▶ [Work order A]: In the post on feeling like an inconvenience, who said she would come help with the upcoming surgery?
▶ [Work order B]: From the post on feeling like an inconvenience, reproduce word for word the stretch from "Fast forward to" through "not to worry.".

===== Page excerpt

Life can be stressful. Life can be beautiful. My life does not exist without both the stress and the beauty. I choose each day to work past the stress to see the beautiful life that I have created.

Inconvenience

What does inconvenience mean to you? Is it about things? Or time? Or ….. you?

Whaaaattt did she just say?

Have you ever felt like you are an inconvenience?

No? It’s just me? Okay…

Well, I want to talk to you about it anyway. A lot of women feel like they are an inconvenience for just about everything. Sometimes we can go days or weeks without the feeling, other times it doesn’t feel like we can’t go minutes without feeling like our existence is an inconvenience.

I’m not early? I’m so sorry I inconvenienced you.

Will you please help me pick that up? Thank you, I’m so sorry for inconviencing you.

No, I’ll be just fine after surgery without extra help. Silently thinking “I don’t want to inconvenience you by letting you help us”.

Why? Why do we feel this way? Chances are it stems from our childhood. There can be many situations we encountered as kids that made us feel this way. Mine, well I was always the child who got in trouble for everything. And my parents relied on absolutely everybody else to take care of them.

Fast forward to me living on my own and going through shit adult life throws at me, and here comes the inconvenience feeling. Over and over again. The most impactful, most recent instance is coupled with my upcoming surgery.

My mother-in-law said she would come help us. I said okay. We went about life and I went through the scheduling process and she planned to help my sister-in-law with the kids during that time. I read the text as she was conflicted so I responded that we would be perfectly fine and not to worry.

Well, her original plan changed for that time, and I felt less than. I did it to myself. She probably felt I didn’t want her around for my surgery when it is the complete opposite. I don’t want to be an inconvenience. I don’t want her to miss on time with her grandkids to sit here and help me get food or pick something up or walk to the bathroom or shower. I don’t want to steal time from her. I also don’t want to rely on anybody for help.

I am a serial avoider of inconveniencing or relying on other people. It makes me feel so, so fucking horrible inside.

Sound similar?

==========
===== Recorded information

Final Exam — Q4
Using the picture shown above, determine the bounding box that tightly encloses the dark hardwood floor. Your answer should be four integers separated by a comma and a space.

==========

▶ [Reply A]: The writer's mother-in-law.

▶ [Reply B]:
Fast forward to me living on my own and going through shit adult life throws at me, and here comes the inconvenience feeling. Over and over again. The most impactful, most recent instance is coupled with my upcoming surgery.

My mother-in-law said she would come help us. I said okay. We went about life and I went through the scheduling process and she planned to help my sister-in-law with the kids during that time. I read the text as she was conflicted so I responded that we would be perfectly fine and not to worry.